======== PAGE EXCERPT ========
Associated with the socioeconomic context of industrialized
countries, this disease is a major public health problem--it is
estimated that 220 million people will be affected by 2007.
[0007] Type II diabetes is characterized by two major anomalies,
the relative importance of which varies among individuals: A
decrease in the ability of insulin to increase glucose uptake by
peripheral tissues, i.e. insulin resistance, and a secretory
dysfunction in pancreatic .beta.-cells that renders the pancreas
unable to secrete sufficient amounts of insulin to compensate for
insulin resistance. These two anomalies are preceded by an
asymptomatic prodromal period called prediabetes, which can last
from several years to several decades. This prediabetic state is
not characterized by insulin deficiency, but rather by secretory
hyperactivity, which results in hyperinsulinemia.
[0008] Hyperinsulinemia is often associated with obesity, a
significant risk factor in the development of NIDDM in subjects
with a genetic predisposition, especially in certain populations
where the incidence of obesity and NIDDM is very high (e.g. the
Pima Indians). While hyperinsulinemia often develops to compensate
for insulin resistance, secretory hyperactivity and hyperinsulinism
are accompanied by high plasma levels of proinsulin and
intermediaries in the conversion process. This inappropriate
secretion of immature insulin has been found in most studies of
subjects presenting with glucose intolerance, i.e. prediabetic
subjects. Such insulin secretion constitutes a very poor
prognosis--an increase in the proinsulin/insulin ratio is
associated with the development of NIDDM and cardiovascular
complications within 2-5 years.
[0009] The high incidence of NIDDM means it is crucial that
innovative drugs be developed to provide patients with a greater
range of treatments aimed at correcting pancreatic dysfunction at
different stages of the disease, particularly the prediabetic stage
and type II diabetes.
[0010] Currently, the only drugs used to correct the insulin
deficiency are hypoglycemic sulfamides and glinides. However, these
insulin-secretory agents cannot be used to correct pancreatic
.beta.-cell dysfunction in prediabetic and/or hyperinsulinic
patients.
[0011] To date, there are no drugs specifically adapted for
treating prediabetic and/or hyperinsulinic states.
[0012] This invention provides a solution to this problem.
[0013] The invention provides, among other things, a new detection
procedure for the rapid screening of compounds that decrease the
interaction between PIN and nNOS.
[0014] The invention also provides a new detection procedure for
inhibitors of the interaction between the PIN and nNOS, without
modifying the catalytic activity of the neuronal NOS.
[0015] Finally, the invention can be used to detect compounds that
re-establish the normal insulin response in prediabetic,
hyperinsulinic and type II diabetes patients.
======== INFORMATION ========
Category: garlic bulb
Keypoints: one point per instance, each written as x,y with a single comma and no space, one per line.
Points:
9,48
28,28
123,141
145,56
========
> **TASK BRIEF**
Please return the diabetes passage from "[0011] To date, there" up to and including "PIN and nNOS.", copied word for word. The rows were taken from another source.

> **EXERCISE RESPONSE**
[0011] To date, there are no drugs specifically adapted for
treating prediabetic and/or hyperinsulinic states.
[0012] This invention provides a solution to this problem.
[0013] The invention provides, among other things, a new detection
procedure for the rapid screening of compounds that decrease the
interaction between PIN and nNOS.